Document text →
■ ■ ■

A thankless job

Here’s an accurate but fictitious job description for a real position in state government:

WANTED:  Twenty-one people to spend sixteen to twenty hours every two years on a project likely to result in nothing being done.  Position is available for only four years and will require two meetings of two to three days each.  No salary or fringe benefits but expenses are paid. Expect no gratitude for a job well-done.  Scorn and public rebukes entirely possible for the results of your work.  Certain qualifications for employment will apply.  Apply to Governor of the State of Missouri.  If hired, you might be interrogated or rebuked by ungrateful beneficiaries of your work.

No, it’s not state executioner. It’s being a member of the Citizens Commission on the Compensation of State Elected Officials, established in law more than twenty years ago so legislators would not be accused of feathering their own nests.

There is some feeling among taxpayers that public servants who create, evaluate, and administer laws, programs, and services should do so out of the pureness of their hearts with no hope of financial gain or reward.  That might be extending things a little but probably not much

So here’s a question for those who think refusal is the only course:  How much would you want to be paid for a critically-important job that requires you to be away from home and family for four days a week for more than four months of the year, that requires broad general knowledge on hundreds of subjects of high public impact, that involves incredible pressures for action and favorable consideration from dozens of sources, that involves days that begin early and might last around the clock more times than you would like?  Furthermore, it would be a second job.  Your main job would continue.  If you were a farmer, you’d be away from home at least four days a week during planting season or farrowing season.  You wouldn’t be around your furniture store, your grocery store, your law office, your—-well, whatever is your main source of income—very much for more than four months each year.

Then, even while you are at home, your fellow townsfolk regularly call your home or stop you on the street asking pointed questions about what you’ve done or not done for them in your second job.

■ ■ ■

Extracted data →
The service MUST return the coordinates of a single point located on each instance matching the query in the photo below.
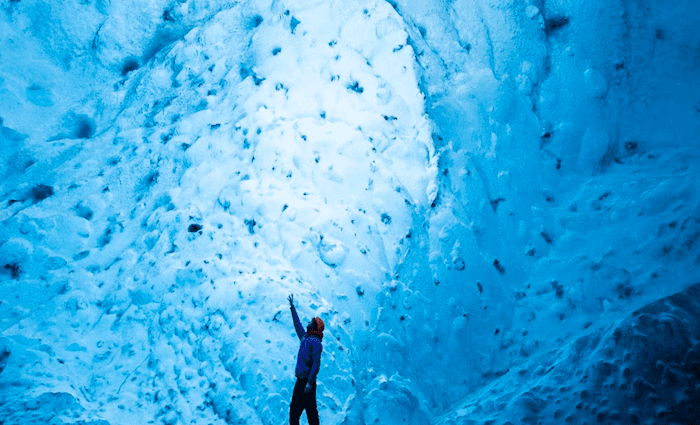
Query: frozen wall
(471, 194)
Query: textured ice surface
(478, 198)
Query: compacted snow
(493, 205)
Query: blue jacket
(309, 357)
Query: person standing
(308, 365)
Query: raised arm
(295, 317)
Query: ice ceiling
(490, 203)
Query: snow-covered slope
(471, 194)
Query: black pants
(303, 401)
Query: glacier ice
(487, 202)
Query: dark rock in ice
(555, 23)
(497, 264)
(41, 192)
(355, 87)
(251, 225)
(293, 24)
(194, 228)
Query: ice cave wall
(557, 136)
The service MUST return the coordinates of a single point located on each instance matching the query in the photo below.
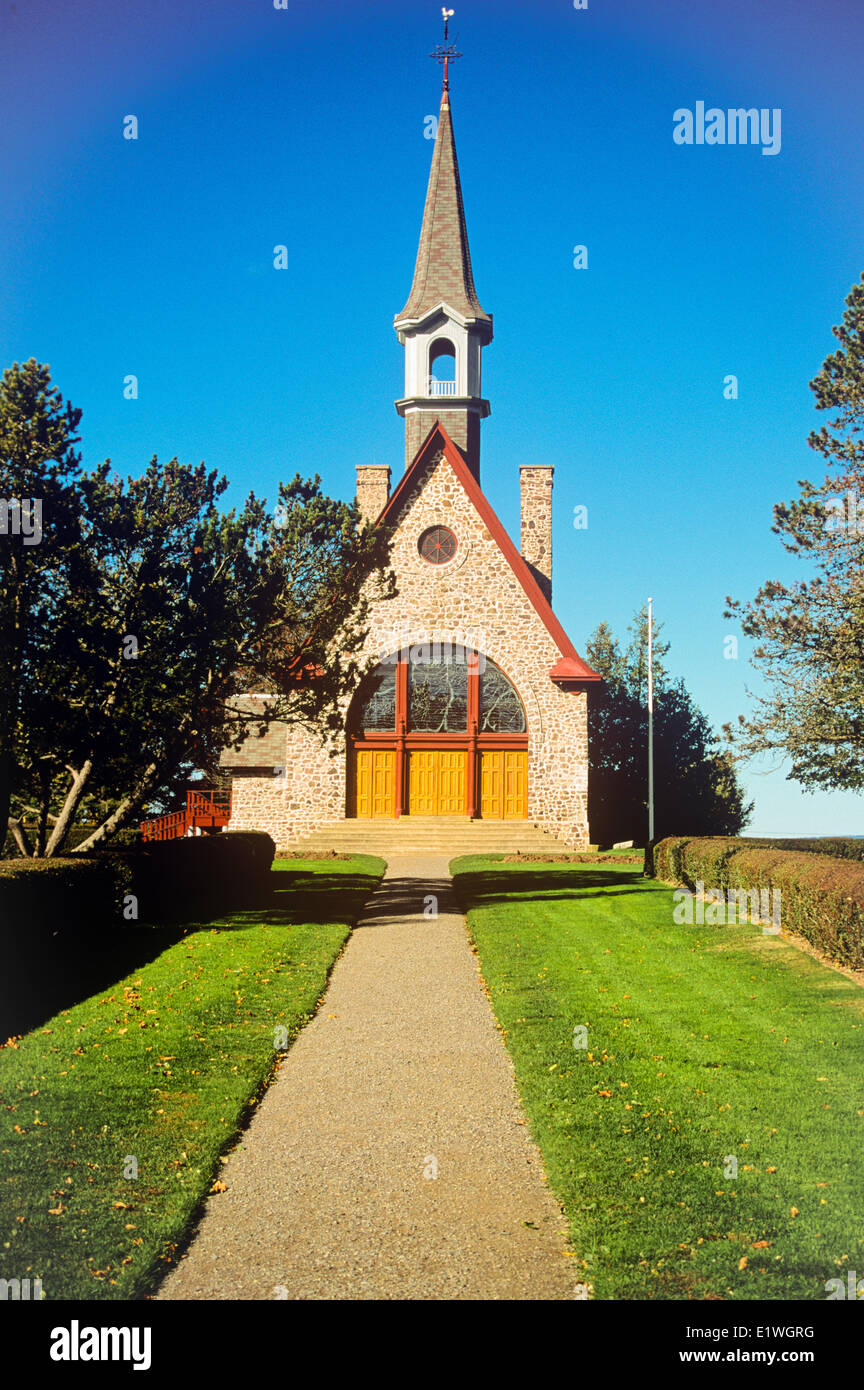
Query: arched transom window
(439, 688)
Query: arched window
(442, 367)
(436, 694)
(502, 710)
(377, 712)
(438, 688)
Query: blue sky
(304, 127)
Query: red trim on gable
(571, 667)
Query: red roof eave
(571, 669)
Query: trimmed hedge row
(838, 847)
(46, 895)
(170, 880)
(821, 897)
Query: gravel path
(399, 1076)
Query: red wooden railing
(204, 811)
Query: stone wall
(535, 487)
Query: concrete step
(428, 834)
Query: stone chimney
(372, 489)
(535, 481)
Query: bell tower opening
(443, 325)
(442, 369)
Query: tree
(696, 788)
(149, 613)
(810, 634)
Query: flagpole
(650, 722)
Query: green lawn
(161, 1066)
(703, 1044)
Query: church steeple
(443, 327)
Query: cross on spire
(446, 52)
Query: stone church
(478, 702)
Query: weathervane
(446, 52)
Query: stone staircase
(431, 834)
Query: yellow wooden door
(504, 786)
(516, 786)
(422, 783)
(375, 783)
(492, 790)
(452, 784)
(438, 783)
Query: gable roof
(570, 667)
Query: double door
(438, 783)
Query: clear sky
(306, 127)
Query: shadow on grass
(45, 973)
(484, 887)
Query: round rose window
(436, 545)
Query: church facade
(477, 701)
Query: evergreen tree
(145, 612)
(810, 634)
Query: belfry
(443, 327)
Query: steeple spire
(443, 325)
(443, 260)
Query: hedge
(170, 880)
(43, 897)
(199, 875)
(821, 897)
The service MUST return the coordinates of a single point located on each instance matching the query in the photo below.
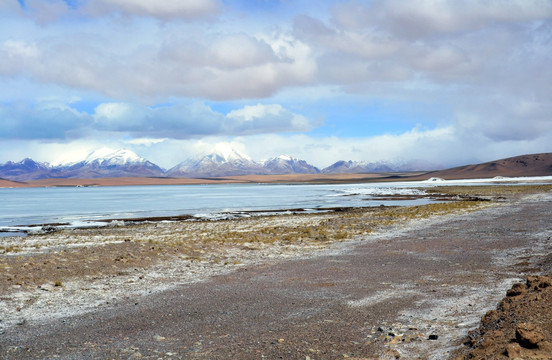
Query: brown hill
(524, 165)
(9, 184)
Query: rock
(390, 354)
(538, 282)
(47, 287)
(513, 350)
(517, 289)
(529, 335)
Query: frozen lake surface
(83, 206)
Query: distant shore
(331, 281)
(239, 179)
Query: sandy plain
(360, 283)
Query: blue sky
(448, 82)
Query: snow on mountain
(26, 169)
(107, 162)
(224, 161)
(285, 164)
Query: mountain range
(222, 162)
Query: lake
(83, 206)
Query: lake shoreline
(124, 269)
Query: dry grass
(58, 257)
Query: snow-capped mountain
(285, 164)
(26, 169)
(101, 163)
(222, 162)
(110, 163)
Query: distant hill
(224, 162)
(523, 165)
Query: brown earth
(384, 283)
(524, 165)
(519, 328)
(293, 178)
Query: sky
(446, 82)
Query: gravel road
(409, 293)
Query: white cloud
(162, 9)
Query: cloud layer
(159, 72)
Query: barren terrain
(364, 283)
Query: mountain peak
(105, 156)
(227, 153)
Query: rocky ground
(519, 328)
(367, 283)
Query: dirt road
(413, 293)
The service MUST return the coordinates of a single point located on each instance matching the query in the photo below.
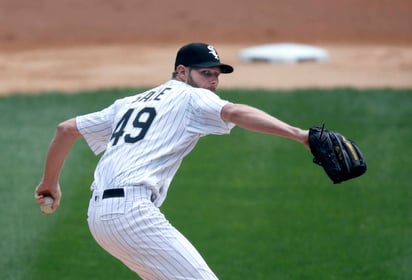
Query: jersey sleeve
(96, 128)
(205, 114)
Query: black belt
(113, 193)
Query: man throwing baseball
(144, 139)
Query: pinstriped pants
(132, 229)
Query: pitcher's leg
(149, 245)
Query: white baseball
(46, 206)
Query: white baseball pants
(132, 229)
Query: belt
(113, 193)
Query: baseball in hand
(46, 206)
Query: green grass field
(254, 205)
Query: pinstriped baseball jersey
(146, 136)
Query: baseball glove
(340, 157)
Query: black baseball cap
(200, 55)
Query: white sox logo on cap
(213, 52)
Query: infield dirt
(72, 45)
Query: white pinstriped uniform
(145, 138)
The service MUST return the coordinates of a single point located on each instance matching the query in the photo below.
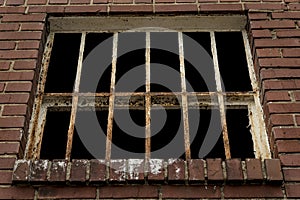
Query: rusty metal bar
(184, 99)
(220, 96)
(111, 99)
(35, 132)
(258, 129)
(148, 101)
(75, 99)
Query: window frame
(114, 24)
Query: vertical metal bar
(220, 96)
(111, 98)
(184, 99)
(35, 125)
(260, 138)
(75, 99)
(148, 100)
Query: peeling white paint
(156, 166)
(134, 168)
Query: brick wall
(275, 42)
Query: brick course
(274, 36)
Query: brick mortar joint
(45, 166)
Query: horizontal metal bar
(124, 23)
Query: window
(110, 89)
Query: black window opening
(161, 77)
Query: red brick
(78, 171)
(176, 170)
(32, 27)
(273, 170)
(272, 24)
(288, 146)
(297, 95)
(208, 1)
(17, 192)
(214, 169)
(24, 18)
(279, 73)
(17, 76)
(63, 192)
(19, 54)
(291, 174)
(291, 52)
(293, 7)
(193, 192)
(5, 45)
(117, 170)
(291, 160)
(21, 171)
(143, 1)
(234, 170)
(6, 177)
(20, 35)
(253, 191)
(254, 16)
(131, 8)
(135, 170)
(28, 45)
(86, 9)
(97, 171)
(185, 1)
(2, 85)
(283, 107)
(287, 42)
(162, 8)
(18, 87)
(80, 1)
(58, 171)
(156, 170)
(268, 53)
(221, 7)
(277, 96)
(254, 170)
(286, 133)
(125, 1)
(100, 1)
(124, 192)
(14, 98)
(9, 27)
(4, 65)
(24, 64)
(39, 170)
(12, 122)
(279, 62)
(36, 2)
(281, 84)
(196, 170)
(58, 1)
(47, 9)
(14, 110)
(282, 120)
(15, 2)
(261, 34)
(7, 162)
(264, 6)
(12, 10)
(287, 33)
(10, 135)
(292, 190)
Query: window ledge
(159, 171)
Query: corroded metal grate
(147, 101)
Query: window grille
(64, 94)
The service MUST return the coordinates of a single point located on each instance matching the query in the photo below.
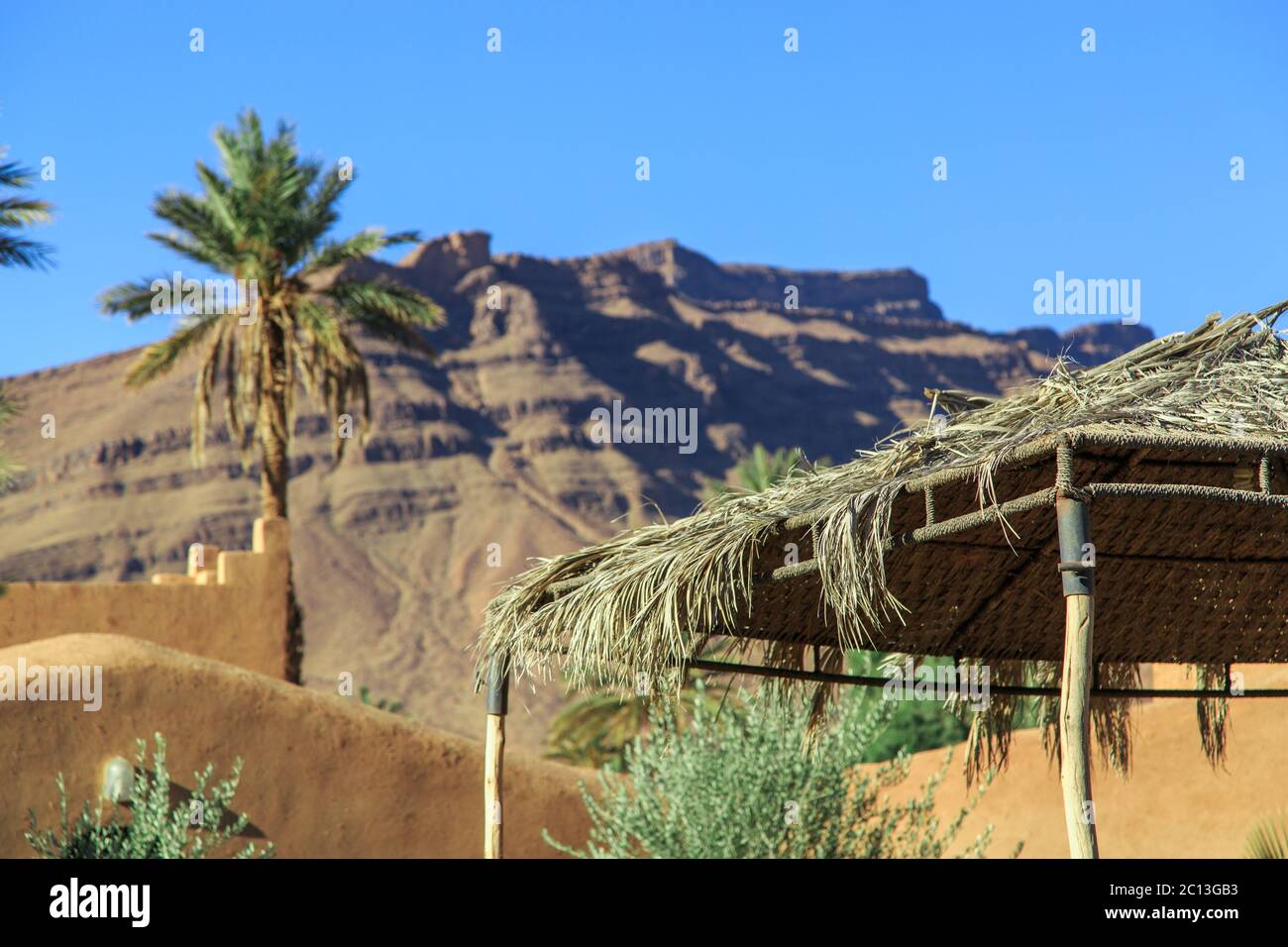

■ ■ ■

Challenge 1 → From the piece on the state compensation commission, list the workplaces a lawmaker is said to be away from for more than four months each year.
Challenge 2 → Rewrite the paragraph of the piece on the state compensation commission that begins "WANTED:" as a bulleted list that keeps its main facts.
Challenge 3 → Go on with the piece on the state compensation commission, starting after its last sentence.
The material has no connection to the piece on the state compensation commission.

Exercise answer 1 →
- Furniture store
- Grocery store
- Law office

Exercise answer 2 →
- Twenty-one people are needed.
- The work takes sixteen to twenty hours every two years on a project likely to result in nothing being done.
- The position lasts only four years and requires two meetings of two to three days each.
- There is no salary and no fringe benefits, but expenses are paid.
- No gratitude should be expected, and scorn and public rebukes are possible.
- Certain qualifications apply.
- Applications go to the Governor of the State of Missouri.
- Those hired might be interrogated or rebuked by ungrateful beneficiaries of the work.

Exercise answer 3 →
Or what do you think is the proper salary of the CEO of a, say, $27-billion corporation?   Or the salary of the other top officers of the corporation including the Chief Financial Officer or the corporation’s Chief Counsel?

You realize we’re talking about the legislature and the Governor and other members of the executive and judicial branches of government.  Because legislators are subject to the whims of public popularity, they long ago realized the political unattractiveness of setting their own salaries and those of other top officials.  But they retained the power to reject the recommendations of the 21 citizens because they fear the public thinks almost anything they are paid is too much.

The Citizens Commission on Compensation for State Elected Officials compared the salaries of Missouri officials with salaries and workloads of counterparts in other states. It looked at what people doing comparable work in the private sector made.  It went through numerous sheets of statistics and evaluations. It found those top public officials in Missouri are “substantially underpaid” for the responsibilities of the offices they hold and should get eight percent more. Additionally, the commission recommended 2.5% more for legislators.

These twenty-one people knew they probably wouldn’t get any thanks for their responsible efforts. They took some shots from some legislators before lawmakers voted on their recommendations. Governor Greitens, who continues to capitalize on distrust by the people of those the people elect, called their recommendations “outrageous.”

The commission, however, just did the its job.

The internet site Ballotpedia says legislative salaries range from zero in New Mexico (although those lawmakers get $163 a day in per diem) to $100,133 a year in California.  New Hampshire has the lowest legislative salaries of states that do pay salaries–$200 per two year term. Missouri legislators get almost $36,000 a year plus $112 per diem tied to the federal rate.  Sixteen states that pay salaries to their legislators pay more.  Several states pay a daily or weekly rate during sessions only.

Our governor makes about $134,000 a year which ranks 28th among all governor salaries.

The Chief Justice of the Missouri Supreme Court makes about $180,000 for a two-year term then drops back to the $172,000 salary as a member of the court.  The CJ salary is 36th among all state chiefs, and the judge salaries ranks 38th.  The last time the Missouri legislature let pay raises go into effect was for the 2008-09 fiscal year.  Republicans controlled the legislature and the governorship then, as they do now.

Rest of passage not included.